> [What is required] Continue the blog post about the Edinburgh Fringe from where it stops.

> [Selected passage]
● ● ● ● ●

Welcome

Welcome to JFS School's official Blog. This is our third year of the blog and represents a chance for our new team of intrepid student journalists to write what's on their minds. The Autumn term’s blog theme focuses on “Inspiration” - so stay tuned for some fantastic creative writing.


Thursday 11 December 2014

INSPIRATION: Edinburgh Fringe

Anyone looking for inspiration in the summer holiday would do well to consider a visit to the Edinburgh Fringe.  Here you will find a huge choice of theatre, music and comedy.  You will also encounter exhibitions, street acts, a separate programme for children and a Book Festival.  There really is something for everyone.

I’ve been twice and I think it’s great.  Where else would you bump into Jacqueline Wilson in the loo just after you’ve stepped off the not-so-glamorous Easyjet flight from Luton?  Where else would you find yourself so close to Eddie Izzard that you can see his amazing multi-coloured nail polish?  And where else would you find yourself at the end of a very long queue standing next to Andrew Marr?  However, the Edinburgh experience is not just about name dropping.  Part of the fun is in running from one venue to the next and never quite knowing if the performance will be astonishingly brilliant or utter rubbish.  This summer I saw a performance by an acappella group called Voca People.  Now I should say that most of the acappella at Edinburgh is very samey.  It tends to consist of groups of university students or recent graduates hoping to be spotted by an agent and whisked off to fame and fortune.   These groups often have `Oxford’ in their title or have names like Out of the Blue.  Voca People was different.  Dressed head to toe in white morph like outfits and with their faces painted white, they looked like aliens.  Their voices, though, were incredible.  They had the capacity to make their voices sound like any and every musical instrument.  They also used highly original choreography which cleverly succeeded in injecting humour into their performance.  They were a slick and polished outfit and I’m genuinely surprised that they seem to have disappeared without trace since their Edinburgh triumph.

● ● ● ● ●

> [Dataset entries]
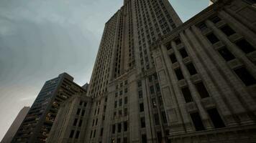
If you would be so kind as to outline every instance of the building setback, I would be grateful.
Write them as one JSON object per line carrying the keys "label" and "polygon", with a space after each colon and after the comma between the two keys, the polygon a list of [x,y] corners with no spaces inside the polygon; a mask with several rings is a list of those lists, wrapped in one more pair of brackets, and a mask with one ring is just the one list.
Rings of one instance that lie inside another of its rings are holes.
{"label": "building setback", "polygon": [[45,142],[61,103],[86,91],[66,73],[45,82],[12,142]]}
{"label": "building setback", "polygon": [[3,139],[1,141],[1,143],[10,143],[12,142],[12,138],[14,137],[19,126],[22,124],[29,109],[29,107],[24,107],[19,111],[10,128],[8,129]]}

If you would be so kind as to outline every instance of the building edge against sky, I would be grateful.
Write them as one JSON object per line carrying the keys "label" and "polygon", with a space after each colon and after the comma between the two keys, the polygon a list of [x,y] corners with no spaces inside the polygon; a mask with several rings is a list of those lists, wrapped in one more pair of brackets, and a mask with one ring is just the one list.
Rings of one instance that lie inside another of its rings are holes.
{"label": "building edge against sky", "polygon": [[167,0],[124,1],[88,92],[49,81],[29,110],[43,115],[27,115],[12,142],[255,142],[254,4],[219,0],[183,24]]}

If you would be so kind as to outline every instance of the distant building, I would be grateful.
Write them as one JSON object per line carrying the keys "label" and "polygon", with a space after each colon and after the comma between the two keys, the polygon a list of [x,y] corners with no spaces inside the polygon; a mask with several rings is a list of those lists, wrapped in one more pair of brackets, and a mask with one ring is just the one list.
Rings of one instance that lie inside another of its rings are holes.
{"label": "distant building", "polygon": [[20,110],[10,128],[9,128],[7,132],[5,134],[1,143],[10,143],[12,142],[12,138],[14,137],[19,126],[22,124],[29,109],[29,107],[24,107]]}
{"label": "distant building", "polygon": [[75,95],[63,103],[46,142],[85,142],[91,102],[91,98],[81,94]]}
{"label": "distant building", "polygon": [[86,90],[66,73],[45,82],[12,142],[45,142],[60,104]]}

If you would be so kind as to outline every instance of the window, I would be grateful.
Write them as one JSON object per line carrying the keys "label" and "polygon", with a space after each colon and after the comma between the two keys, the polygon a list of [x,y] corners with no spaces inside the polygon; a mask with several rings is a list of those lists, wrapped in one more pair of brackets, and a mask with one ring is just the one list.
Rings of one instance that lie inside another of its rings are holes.
{"label": "window", "polygon": [[76,114],[80,114],[81,109],[78,109],[78,111],[76,112]]}
{"label": "window", "polygon": [[150,94],[155,93],[154,86],[150,86]]}
{"label": "window", "polygon": [[147,135],[146,134],[142,134],[142,143],[147,143]]}
{"label": "window", "polygon": [[69,134],[69,138],[73,138],[73,136],[74,135],[75,131],[71,130],[70,134]]}
{"label": "window", "polygon": [[178,80],[184,79],[183,74],[182,74],[181,69],[180,68],[175,69],[175,72],[176,74]]}
{"label": "window", "polygon": [[191,114],[191,117],[193,125],[195,126],[196,131],[201,131],[205,129],[201,117],[198,112]]}
{"label": "window", "polygon": [[146,123],[145,123],[145,117],[141,117],[140,118],[140,127],[142,128],[146,127]]}
{"label": "window", "polygon": [[142,91],[142,90],[139,91],[139,98],[140,99],[142,98],[142,96],[143,96]]}
{"label": "window", "polygon": [[188,53],[187,53],[187,51],[186,51],[186,49],[185,49],[185,48],[183,48],[182,49],[180,49],[180,53],[181,56],[182,56],[183,58],[186,58],[186,57],[188,56]]}
{"label": "window", "polygon": [[112,134],[116,133],[116,124],[112,125]]}
{"label": "window", "polygon": [[154,119],[155,119],[155,125],[159,125],[160,124],[160,122],[159,122],[158,114],[154,114]]}
{"label": "window", "polygon": [[255,51],[255,49],[245,39],[242,39],[237,41],[236,44],[245,54]]}
{"label": "window", "polygon": [[188,87],[183,88],[181,91],[186,103],[193,102],[193,98]]}
{"label": "window", "polygon": [[165,112],[162,112],[161,114],[162,114],[163,122],[163,123],[166,124],[167,123],[167,117],[166,117]]}
{"label": "window", "polygon": [[165,46],[166,46],[166,49],[167,49],[167,50],[169,50],[169,49],[172,49],[172,44],[171,44],[170,42],[168,43],[168,44],[165,45]]}
{"label": "window", "polygon": [[76,126],[77,122],[78,122],[78,119],[75,119],[74,122],[73,123],[73,126]]}
{"label": "window", "polygon": [[204,83],[202,82],[198,82],[195,85],[197,91],[198,92],[201,96],[201,98],[204,99],[210,97],[206,87],[204,87]]}
{"label": "window", "polygon": [[224,33],[227,36],[229,36],[231,35],[233,35],[234,34],[235,34],[236,32],[232,29],[230,28],[229,26],[228,25],[225,25],[224,26],[221,28],[221,30],[223,31],[223,33]]}
{"label": "window", "polygon": [[234,56],[229,51],[229,49],[227,49],[226,46],[218,50],[218,51],[227,61],[235,59]]}
{"label": "window", "polygon": [[193,63],[189,63],[186,65],[186,66],[191,76],[197,74],[196,69],[193,66]]}
{"label": "window", "polygon": [[140,112],[144,112],[144,104],[143,103],[140,104]]}
{"label": "window", "polygon": [[212,44],[214,44],[219,41],[219,39],[213,33],[207,35],[206,37],[209,39],[209,41],[211,41],[211,43]]}
{"label": "window", "polygon": [[244,82],[246,86],[256,84],[256,79],[244,67],[240,67],[234,70],[238,77]]}
{"label": "window", "polygon": [[117,124],[117,132],[121,132],[121,130],[122,130],[121,123],[119,123]]}
{"label": "window", "polygon": [[83,120],[80,119],[78,127],[81,127],[82,126],[82,124],[83,124]]}
{"label": "window", "polygon": [[128,129],[127,122],[124,122],[124,132],[127,132]]}
{"label": "window", "polygon": [[207,110],[207,112],[215,128],[221,128],[226,127],[216,109],[214,108],[209,109]]}
{"label": "window", "polygon": [[78,139],[78,137],[79,137],[79,134],[80,134],[80,132],[79,132],[79,131],[77,131],[77,132],[76,132],[76,139]]}

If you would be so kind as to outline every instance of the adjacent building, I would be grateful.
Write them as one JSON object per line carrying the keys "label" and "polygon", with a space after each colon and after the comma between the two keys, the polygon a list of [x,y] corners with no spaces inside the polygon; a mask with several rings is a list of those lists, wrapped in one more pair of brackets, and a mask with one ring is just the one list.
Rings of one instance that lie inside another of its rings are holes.
{"label": "adjacent building", "polygon": [[66,73],[45,82],[12,142],[45,142],[60,104],[86,91]]}
{"label": "adjacent building", "polygon": [[12,138],[14,137],[19,126],[22,124],[29,109],[29,107],[24,107],[20,110],[14,121],[12,122],[10,128],[5,134],[3,139],[1,141],[1,143],[10,143],[12,142]]}

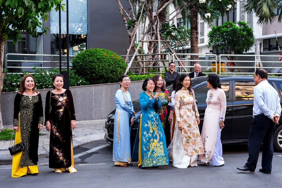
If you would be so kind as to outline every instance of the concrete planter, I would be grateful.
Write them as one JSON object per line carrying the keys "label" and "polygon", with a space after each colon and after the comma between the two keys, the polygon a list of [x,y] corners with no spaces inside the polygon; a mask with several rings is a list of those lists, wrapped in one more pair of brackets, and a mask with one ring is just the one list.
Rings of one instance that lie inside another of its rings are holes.
{"label": "concrete planter", "polygon": [[[128,91],[132,100],[138,99],[143,91],[143,81],[132,81]],[[115,108],[114,97],[120,88],[119,83],[104,84],[70,88],[74,101],[74,107],[77,121],[105,119],[110,112]],[[43,112],[45,109],[46,94],[51,89],[40,89]],[[1,110],[3,124],[12,125],[14,113],[14,99],[16,92],[1,94]],[[48,104],[49,105],[49,104]]]}

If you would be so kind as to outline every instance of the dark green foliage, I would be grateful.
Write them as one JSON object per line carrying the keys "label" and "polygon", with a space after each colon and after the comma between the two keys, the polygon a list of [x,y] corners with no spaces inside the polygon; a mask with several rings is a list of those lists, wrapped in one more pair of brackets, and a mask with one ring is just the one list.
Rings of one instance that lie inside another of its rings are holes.
{"label": "dark green foliage", "polygon": [[77,54],[72,69],[91,84],[118,82],[126,64],[122,58],[104,49],[93,48]]}
{"label": "dark green foliage", "polygon": [[[164,79],[164,75],[161,75],[163,79]],[[144,80],[147,78],[153,77],[155,75],[153,74],[148,74],[145,75],[128,75],[128,77],[131,81],[138,81],[138,80]]]}
{"label": "dark green foliage", "polygon": [[238,26],[231,22],[213,27],[209,32],[209,47],[223,49],[225,53],[242,54],[251,49],[254,42],[253,29],[245,22],[239,21]]}
{"label": "dark green foliage", "polygon": [[[59,70],[53,68],[49,70],[43,71],[40,68],[33,68],[34,71],[32,75],[34,78],[36,89],[51,88],[53,87],[52,77],[55,75],[59,74]],[[7,72],[4,70],[5,72]],[[28,74],[28,72],[22,71],[24,75]],[[7,74],[4,77],[3,92],[15,91],[19,90],[19,85],[23,75],[15,74]],[[85,81],[84,78],[80,76],[72,70],[69,73],[69,86],[78,86],[89,84]]]}

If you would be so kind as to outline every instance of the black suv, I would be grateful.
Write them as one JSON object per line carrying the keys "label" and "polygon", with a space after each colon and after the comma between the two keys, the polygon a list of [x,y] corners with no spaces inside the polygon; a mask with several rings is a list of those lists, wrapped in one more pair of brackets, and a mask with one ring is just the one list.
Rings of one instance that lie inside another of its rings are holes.
{"label": "black suv", "polygon": [[[221,88],[226,96],[227,108],[224,125],[221,133],[223,144],[246,144],[247,143],[249,130],[253,118],[253,88],[255,85],[251,75],[221,75]],[[191,79],[195,97],[198,102],[201,123],[199,125],[201,131],[205,112],[207,107],[205,100],[209,90],[207,86],[207,76]],[[269,76],[269,82],[276,90],[280,103],[282,103],[282,79],[279,77]],[[167,87],[170,92],[173,91],[171,86]],[[131,127],[130,142],[133,146],[136,137],[137,129],[140,122],[141,108],[138,100],[133,102],[136,112],[134,123]],[[109,114],[104,128],[105,140],[112,144],[113,138],[114,110]],[[274,148],[282,152],[282,118],[273,135]]]}

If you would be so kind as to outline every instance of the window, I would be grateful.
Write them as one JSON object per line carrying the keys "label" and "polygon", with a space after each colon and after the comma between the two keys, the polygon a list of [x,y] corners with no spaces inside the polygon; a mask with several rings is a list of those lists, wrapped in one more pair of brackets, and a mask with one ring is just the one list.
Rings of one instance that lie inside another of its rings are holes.
{"label": "window", "polygon": [[276,84],[278,87],[279,92],[280,92],[280,94],[282,96],[282,82],[276,82]]}
{"label": "window", "polygon": [[[278,38],[279,47],[282,48],[282,37]],[[276,38],[263,40],[263,51],[278,50],[278,47]]]}
{"label": "window", "polygon": [[235,81],[235,101],[253,100],[253,88],[255,86],[254,82]]}
{"label": "window", "polygon": [[[229,81],[221,82],[221,89],[224,91],[225,96],[226,96],[226,101],[228,101],[229,98]],[[198,104],[206,104],[206,99],[207,98],[207,93],[210,90],[206,86],[194,91],[195,98],[198,102]]]}

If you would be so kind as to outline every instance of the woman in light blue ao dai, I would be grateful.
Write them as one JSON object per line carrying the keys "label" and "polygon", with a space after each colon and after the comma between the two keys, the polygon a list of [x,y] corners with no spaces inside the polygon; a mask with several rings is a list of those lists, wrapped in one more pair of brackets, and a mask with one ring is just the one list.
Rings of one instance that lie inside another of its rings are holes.
{"label": "woman in light blue ao dai", "polygon": [[[120,88],[115,93],[113,161],[116,166],[127,167],[132,165],[130,126],[134,122],[135,112],[130,94],[126,91],[130,85],[129,78],[123,75],[120,77],[119,81]],[[130,125],[129,119],[131,119]]]}

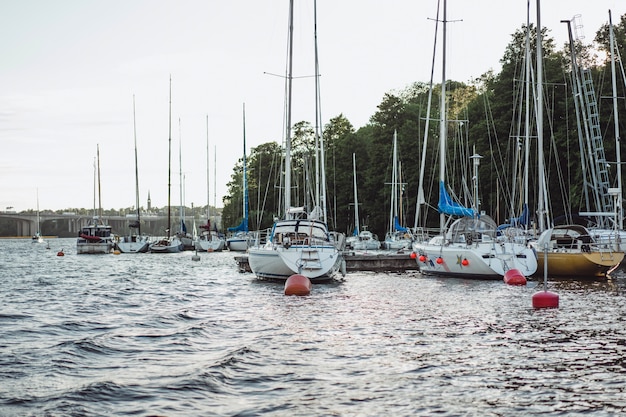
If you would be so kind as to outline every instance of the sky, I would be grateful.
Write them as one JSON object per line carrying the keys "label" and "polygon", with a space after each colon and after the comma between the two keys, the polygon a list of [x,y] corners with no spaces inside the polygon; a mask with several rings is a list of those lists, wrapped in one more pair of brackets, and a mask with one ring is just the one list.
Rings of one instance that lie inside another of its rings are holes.
{"label": "sky", "polygon": [[[313,122],[313,0],[295,3],[293,122]],[[358,129],[385,93],[430,80],[436,7],[317,1],[323,123]],[[449,0],[447,78],[499,71],[526,7]],[[544,0],[541,24],[561,48],[577,16],[589,44],[609,10],[618,22],[626,2]],[[284,136],[287,15],[287,0],[0,1],[0,210],[133,207],[135,138],[140,205],[167,206],[170,137],[172,206],[223,207],[244,103],[248,154]]]}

● ● ● ● ●

> [Answer area]
Some of the acts seem to come back year after year.  The first time I went I was really keen to see the so-called Amazing Bubble Show.  The Bubble Man has apparently been coming to Edinburgh for at least eight years.  The show was advertised as being for `eight to eighty years old’.  Let’s just say there were rather more school children than octogenarians in the audience!  The Bubble Man had a sophisticated sense of humour which was just as well because otherwise he might have had a theatre full of tantruming parents on his hands.  This year I saw the Bubble Man in the street in Edinburgh.  Obviously, this encounter cannot be compared to the celebrities mentioned above but it does show that you cannot stray far in Edinburgh in August without bumping into someone at least partially famous. 

When you tire of the live acts and street theatre you can seek some literary inspiration from the Edinburgh Book Festival.  The enormous tented area which houses this Festival is an oasis of everything literary amid the bustle of the Fringe. Grab a coffee and a deckchair and, if it isn’t raining, you can sit back and enjoy the latest offering from Margaret Atwood or Salman Rushdie.  Then, feeling intellectually fortified and perhaps a bit smug, you can venture back out onto the streets of Edinburgh for some serious retail therapy.